▶ [Excerpts from pointing data]:
/---

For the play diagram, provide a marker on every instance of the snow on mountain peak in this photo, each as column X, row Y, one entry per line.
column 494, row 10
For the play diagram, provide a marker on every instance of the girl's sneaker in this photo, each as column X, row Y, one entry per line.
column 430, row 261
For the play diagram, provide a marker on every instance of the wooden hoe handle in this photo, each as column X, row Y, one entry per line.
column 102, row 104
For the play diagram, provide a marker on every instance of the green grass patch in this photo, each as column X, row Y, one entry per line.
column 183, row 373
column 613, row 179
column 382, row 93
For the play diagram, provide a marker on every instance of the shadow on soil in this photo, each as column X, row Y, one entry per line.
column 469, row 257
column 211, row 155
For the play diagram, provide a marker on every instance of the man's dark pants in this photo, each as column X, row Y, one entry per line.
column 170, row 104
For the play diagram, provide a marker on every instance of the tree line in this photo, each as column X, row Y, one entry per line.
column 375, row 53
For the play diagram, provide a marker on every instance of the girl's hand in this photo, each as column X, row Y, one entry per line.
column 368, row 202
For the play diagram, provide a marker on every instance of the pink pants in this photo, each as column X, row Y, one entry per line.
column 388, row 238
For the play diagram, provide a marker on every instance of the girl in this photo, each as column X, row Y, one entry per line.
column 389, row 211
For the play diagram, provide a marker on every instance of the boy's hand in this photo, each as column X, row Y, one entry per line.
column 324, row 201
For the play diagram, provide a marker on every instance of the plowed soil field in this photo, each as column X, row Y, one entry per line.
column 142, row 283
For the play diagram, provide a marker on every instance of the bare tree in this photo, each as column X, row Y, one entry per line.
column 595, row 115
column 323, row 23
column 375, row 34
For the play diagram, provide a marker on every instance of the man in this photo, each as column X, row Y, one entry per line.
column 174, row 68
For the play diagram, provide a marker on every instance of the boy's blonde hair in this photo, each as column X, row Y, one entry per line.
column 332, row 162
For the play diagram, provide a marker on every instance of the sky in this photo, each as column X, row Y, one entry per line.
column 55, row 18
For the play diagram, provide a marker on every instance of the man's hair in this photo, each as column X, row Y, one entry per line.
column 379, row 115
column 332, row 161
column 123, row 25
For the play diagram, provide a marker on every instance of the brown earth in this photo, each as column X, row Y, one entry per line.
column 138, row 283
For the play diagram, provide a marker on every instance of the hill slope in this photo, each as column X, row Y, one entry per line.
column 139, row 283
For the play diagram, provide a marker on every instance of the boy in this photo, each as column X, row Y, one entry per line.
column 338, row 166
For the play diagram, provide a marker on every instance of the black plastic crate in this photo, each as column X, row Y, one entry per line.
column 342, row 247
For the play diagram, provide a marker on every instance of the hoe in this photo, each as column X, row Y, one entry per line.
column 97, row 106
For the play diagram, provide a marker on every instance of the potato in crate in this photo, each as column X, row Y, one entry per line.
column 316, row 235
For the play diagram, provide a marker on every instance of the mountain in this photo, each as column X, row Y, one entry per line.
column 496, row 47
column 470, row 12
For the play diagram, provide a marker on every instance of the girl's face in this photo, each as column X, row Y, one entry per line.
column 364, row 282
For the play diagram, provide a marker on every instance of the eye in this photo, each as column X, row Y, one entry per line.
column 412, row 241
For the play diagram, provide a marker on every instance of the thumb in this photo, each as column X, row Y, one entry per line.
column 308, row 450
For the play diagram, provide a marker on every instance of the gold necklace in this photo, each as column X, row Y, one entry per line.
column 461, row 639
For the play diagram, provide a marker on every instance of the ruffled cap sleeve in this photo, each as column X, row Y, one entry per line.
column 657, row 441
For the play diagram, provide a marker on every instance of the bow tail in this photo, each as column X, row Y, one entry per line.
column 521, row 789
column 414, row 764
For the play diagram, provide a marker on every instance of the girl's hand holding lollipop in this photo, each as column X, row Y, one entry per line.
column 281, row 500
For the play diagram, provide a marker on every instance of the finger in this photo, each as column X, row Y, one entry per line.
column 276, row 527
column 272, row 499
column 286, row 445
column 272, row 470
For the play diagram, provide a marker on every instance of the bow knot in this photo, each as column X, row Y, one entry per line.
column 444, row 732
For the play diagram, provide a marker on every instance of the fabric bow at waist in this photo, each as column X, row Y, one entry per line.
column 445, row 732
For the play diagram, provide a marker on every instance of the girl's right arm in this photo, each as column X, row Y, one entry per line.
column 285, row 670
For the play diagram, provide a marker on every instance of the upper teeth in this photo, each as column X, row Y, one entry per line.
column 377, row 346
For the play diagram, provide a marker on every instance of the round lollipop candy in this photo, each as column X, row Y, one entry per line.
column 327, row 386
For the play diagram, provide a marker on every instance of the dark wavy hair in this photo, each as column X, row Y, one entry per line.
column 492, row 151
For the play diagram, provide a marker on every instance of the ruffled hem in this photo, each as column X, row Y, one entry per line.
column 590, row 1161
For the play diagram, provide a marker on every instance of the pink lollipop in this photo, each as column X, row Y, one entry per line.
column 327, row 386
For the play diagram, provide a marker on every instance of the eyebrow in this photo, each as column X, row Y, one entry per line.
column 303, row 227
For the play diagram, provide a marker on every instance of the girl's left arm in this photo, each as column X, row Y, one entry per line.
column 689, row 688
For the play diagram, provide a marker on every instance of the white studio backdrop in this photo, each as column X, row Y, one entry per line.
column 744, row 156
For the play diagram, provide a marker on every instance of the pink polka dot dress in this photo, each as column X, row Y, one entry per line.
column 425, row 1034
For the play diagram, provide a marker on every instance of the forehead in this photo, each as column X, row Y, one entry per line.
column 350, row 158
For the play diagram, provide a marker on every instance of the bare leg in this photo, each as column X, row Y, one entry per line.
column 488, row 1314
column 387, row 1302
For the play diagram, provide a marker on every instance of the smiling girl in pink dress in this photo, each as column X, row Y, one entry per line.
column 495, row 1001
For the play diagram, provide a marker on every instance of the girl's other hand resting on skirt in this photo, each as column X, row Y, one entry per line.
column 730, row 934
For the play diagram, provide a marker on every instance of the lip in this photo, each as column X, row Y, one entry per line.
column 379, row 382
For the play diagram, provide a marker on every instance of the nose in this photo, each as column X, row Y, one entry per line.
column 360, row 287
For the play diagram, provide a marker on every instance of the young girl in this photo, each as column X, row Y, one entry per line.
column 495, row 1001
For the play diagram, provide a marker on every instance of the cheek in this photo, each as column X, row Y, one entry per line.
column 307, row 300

\---

▶ [TASK GOAL]: Could you output every one of the records above again, line for line and without any changes?

▶ [ANSWER TO THIS EXERCISE]:
For the play diagram, provide a marker on every instance of the snow on mountain peak in this photo, each as column X, row Y, one entry per line.
column 494, row 10
For the play diagram, provide a marker on every instance of the girl's sneaker in this photo, each as column X, row Y, one entry per line.
column 430, row 261
For the play diagram, provide a marker on every instance of the wooden hoe handle in this photo, each as column X, row Y, one entry per line.
column 102, row 104
For the play diagram, provide a marker on every instance of the green grass patch in this photo, each as column X, row Y, one entry per line.
column 183, row 373
column 613, row 179
column 382, row 93
For the play diagram, provide a marker on every instance of the shadow on soil in this photo, each as column X, row Y, one entry per line.
column 469, row 257
column 211, row 155
For the play diagram, provide a marker on every instance of the man's dark pants in this photo, each as column X, row Y, one entry per line.
column 170, row 104
For the play diagram, provide a marker on every instance of the tree line in this photo, each as column X, row Y, one entry per line.
column 375, row 53
For the play diagram, provide a marker on every instance of the girl's hand in this photo, each as column X, row Y, one entry per line.
column 368, row 202
For the play diagram, provide a marker on every instance of the pink pants in this photo, each as column X, row Y, one entry per line.
column 388, row 238
For the play diagram, provide a marker on every instance of the girl in this photo, each as column X, row Y, one entry per line.
column 389, row 211
For the play diagram, provide a marker on every instance of the boy's hand in this photo, each as column X, row Y, one entry per line.
column 324, row 201
For the play diagram, provide a marker on every instance of the plowed soil field in this photo, each as column X, row Y, one entry per line.
column 142, row 283
For the play diagram, provide a marker on every instance of the bare tree in this photo, each as column X, row Y, one entry per line.
column 595, row 115
column 323, row 23
column 375, row 34
For the play diagram, provide a marker on every instance of the man in this photo, each as column X, row Y, one entry per line.
column 174, row 68
For the play diagram, provide a marker on every instance of the boy's blonde hair in this photo, each as column X, row Y, one entry per line.
column 332, row 162
For the play diagram, provide a marker on every instance of the sky in this photo, each as column X, row Y, one entry per line.
column 55, row 18
For the play diagram, provide a marker on every instance of the man's hair in this photo, each as column X, row Y, one entry per line.
column 379, row 115
column 332, row 161
column 123, row 25
For the play diagram, provide a marker on every instance of the brown earth in this photo, each as column X, row Y, one entry per line.
column 138, row 283
For the play diagram, provide a marker on every instance of the hill slope in this photo, each as column X, row Y, one entry per line.
column 139, row 283
For the play diagram, provide a marker on every instance of the boy in this photo, each as column X, row Y, one entry per line.
column 338, row 166
For the play diagram, provide a marker on every instance of the black plastic crate in this photo, each as column X, row Y, one entry per line.
column 342, row 247
For the play diagram, provide a marker on every instance of the hoe in this photo, each as column X, row Y, one entry per line.
column 97, row 106
For the play diagram, provide a marker on every instance of the potato in crate in this photo, each as column X, row Y, one entry per line.
column 316, row 235
For the play diagram, provide a marker on every instance of the mountain in this photo, each as column X, row Y, one entry per line.
column 496, row 47
column 470, row 12
For the play diagram, provide a marker on every instance of the girl's face in this photo, each as column X, row Y, one entry per line.
column 364, row 282
For the play diagram, provide a marker on every instance of the eye in this photo, each as column X, row Y, one entry per line.
column 412, row 241
For the play diagram, provide a marker on every instance of the thumb in this photo, each as column X, row Y, one entry per line.
column 308, row 450
For the play diagram, provide a marker on every instance of the gold necklace in this photo, each as column X, row Y, one entry per line.
column 461, row 639
For the play diagram, provide a marker on every instance of the ruffled cap sleeve in this photo, each as column X, row Y, one entry per line.
column 657, row 441
For the play diagram, provide a marker on every instance of the bow tail in this photo, each as column X, row Y, one entry per line.
column 521, row 789
column 414, row 764
For the play diagram, provide a marker on every instance of the girl's hand holding lollipop in this photo, each as column X, row Y, one entry per line.
column 281, row 500
For the play diagram, provide a marker on every instance of the finger in this photo, each as column X, row Y, one entry per line.
column 276, row 527
column 272, row 499
column 286, row 445
column 272, row 470
For the play diagram, provide a marker on every instance of the bow knot in this photo, each as column X, row Y, one entry per line.
column 444, row 732
For the play diagram, provide a marker on every instance of the fabric bow at waist in this photo, each as column X, row Y, one entry per line.
column 445, row 732
For the play diagram, provide a marker on every instance of the girl's right arm in this photo, each as column X, row Y, one entry per line.
column 285, row 670
For the play diagram, provide a marker on every instance of the upper teeth in this photo, each as column X, row Y, one entry per line.
column 377, row 346
For the play diagram, provide a marker on every instance of the round lollipop candy in this photo, each as column X, row Y, one entry per line.
column 327, row 386
For the play diagram, provide a marker on every instance of the dark wavy hair in this photo, each as column X, row Y, one entry per line.
column 492, row 151
For the play diagram, provide a marker on every instance of the ruffled hem in this photo, each as column X, row Y, one entry per line.
column 590, row 1161
For the play diagram, provide a marker on every instance of the pink lollipop in this photo, each as column X, row Y, one entry per line.
column 327, row 386
For the play diagram, provide a marker on every instance of the eyebrow in this photo, each as column X, row Y, one entry per line.
column 303, row 227
For the play diagram, provide a marker on every instance of the girl's left arm in this photo, each as column X, row Y, one entry per line.
column 689, row 688
For the play diagram, provide a marker on every instance of the white studio backdrop in this photo, each as column X, row Y, one entry per line.
column 744, row 156
For the play diagram, provide a marker on every instance of the pink polka dot dress in this photo, each as column X, row Y, one entry per line.
column 425, row 1034
For the play diagram, provide a marker on every instance of the forehead in this photo, each as column X, row Y, one entry per line.
column 350, row 158
For the play diagram, provide a marker on every instance of the bare leg in this photo, each as column X, row Y, one entry per line.
column 488, row 1314
column 387, row 1302
For the play diagram, provide a marker on every instance of the smiling girl in pink dress in this photo, each as column X, row Y, one entry per line.
column 495, row 1001
For the play diagram, provide a marker on every instance of the girl's other hand resting on skirt in this photo, each as column X, row Y, one entry per line.
column 730, row 934
For the play diagram, provide a marker on every instance of the lip in this photo, each as column X, row Y, one entry per line.
column 379, row 382
For the play diagram, provide a marker on every instance of the nose in this photo, each as column X, row Y, one entry per line.
column 360, row 287
For the play diagram, provide a marker on every instance of the young girl in this photo, each as column X, row Y, one entry per line.
column 495, row 1001
For the play diagram, provide a marker on every instance of the cheek in this photo, each as column X, row Y, one entry per line.
column 307, row 300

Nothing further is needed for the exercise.